- _DATI DI PARTENZA_:

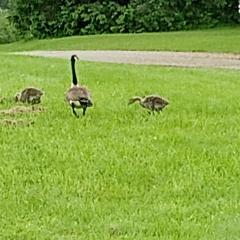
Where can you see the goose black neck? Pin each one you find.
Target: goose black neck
(74, 77)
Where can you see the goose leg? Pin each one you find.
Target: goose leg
(74, 112)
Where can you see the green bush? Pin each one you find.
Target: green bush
(7, 30)
(50, 18)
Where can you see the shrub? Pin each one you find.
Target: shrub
(50, 18)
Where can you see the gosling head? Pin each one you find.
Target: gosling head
(17, 97)
(74, 58)
(134, 99)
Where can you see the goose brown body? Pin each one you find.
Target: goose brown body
(29, 95)
(78, 96)
(151, 102)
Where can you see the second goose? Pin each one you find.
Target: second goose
(77, 96)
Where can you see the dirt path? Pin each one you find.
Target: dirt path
(180, 59)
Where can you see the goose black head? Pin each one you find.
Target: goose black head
(74, 58)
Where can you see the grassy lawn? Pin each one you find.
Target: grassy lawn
(119, 173)
(213, 40)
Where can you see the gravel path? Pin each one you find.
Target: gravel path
(180, 59)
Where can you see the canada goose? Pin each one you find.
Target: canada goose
(77, 96)
(151, 102)
(29, 95)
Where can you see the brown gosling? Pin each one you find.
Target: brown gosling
(77, 96)
(29, 95)
(151, 102)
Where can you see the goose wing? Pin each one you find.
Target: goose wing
(159, 103)
(155, 102)
(79, 95)
(30, 94)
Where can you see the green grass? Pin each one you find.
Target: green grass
(119, 173)
(214, 40)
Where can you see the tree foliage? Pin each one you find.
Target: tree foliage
(50, 18)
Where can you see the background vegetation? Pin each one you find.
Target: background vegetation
(66, 18)
(213, 40)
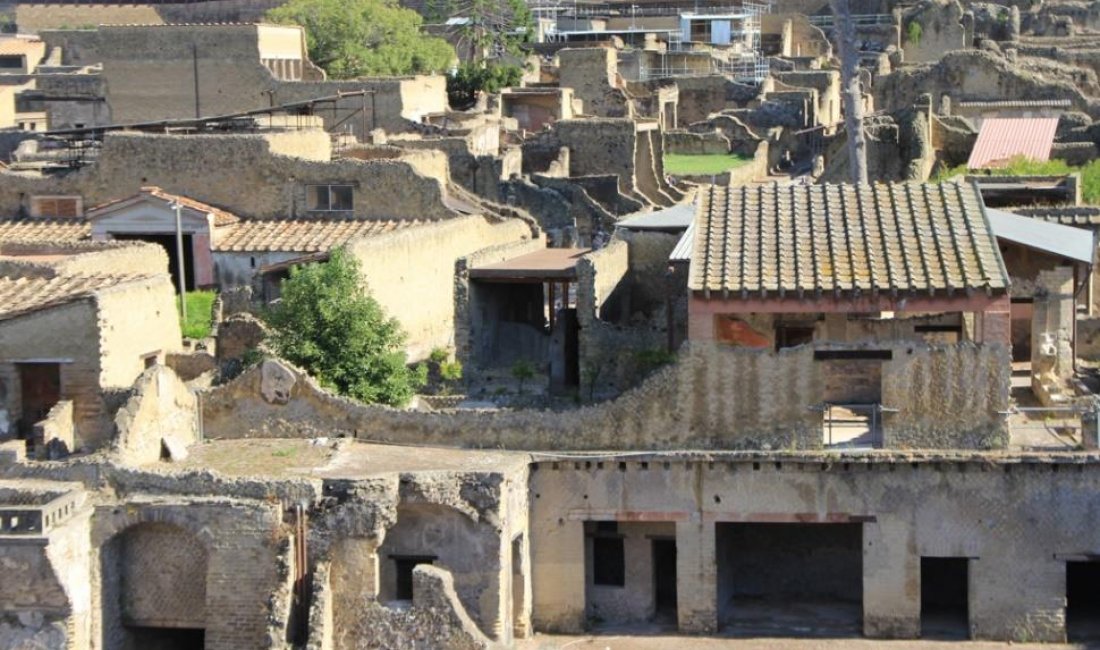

- _CONSEGNA_:
Modifica i dati riportati sopra sostituendo "dirt path" con "dirt road" in ogni punto in cui compare, senza cambiare nient'altro. Ometti le immagini dalla risposta.

- _RISULTATO_:
Where can you see the goose black neck? Pin each one you find.
Target: goose black neck
(74, 77)
Where can you see the goose leg? Pin each one you find.
Target: goose leg
(74, 112)
Where can you see the green bush? Pin each one you find.
Target: green bush
(7, 30)
(50, 18)
Where can you see the shrub? Pin each one you find.
Target: shrub
(50, 18)
Where can you see the gosling head? Pin each one you find.
Target: gosling head
(17, 97)
(74, 58)
(134, 99)
Where can you see the goose brown body? Pin each one you find.
Target: goose brown body
(29, 95)
(78, 96)
(151, 102)
Where can you see the second goose? Pin each one you find.
Target: second goose
(77, 96)
Where can you see the dirt road? Pin each one you find.
Target: dirt road
(180, 59)
Where can you see the goose black head? Pin each one you find.
Target: goose black head
(74, 58)
Where can you see the grassy lawn? Pin each one you find.
Target: grassy lawn
(119, 173)
(213, 40)
Where can you see the gravel path? Pin each one you find.
Target: gravel path
(180, 59)
Where can you see the canada goose? Pin each one you find.
Target: canada goose
(77, 96)
(151, 102)
(29, 95)
Where can you see the brown gosling? Pin each one you find.
Target: brown gosling
(77, 96)
(29, 95)
(151, 102)
Where can you see the goose wing? Pin each one you find.
Target: goose wing
(159, 103)
(155, 102)
(79, 95)
(30, 94)
Where can you see the green grass? Pin each one you find.
Target: green grass
(119, 173)
(214, 40)
Where can you see the tree foliage? Pin each one you find.
Target: tree foliage
(50, 18)
Where can you see the background vegetation? Pin each one you find.
Target: background vegetation
(66, 18)
(213, 40)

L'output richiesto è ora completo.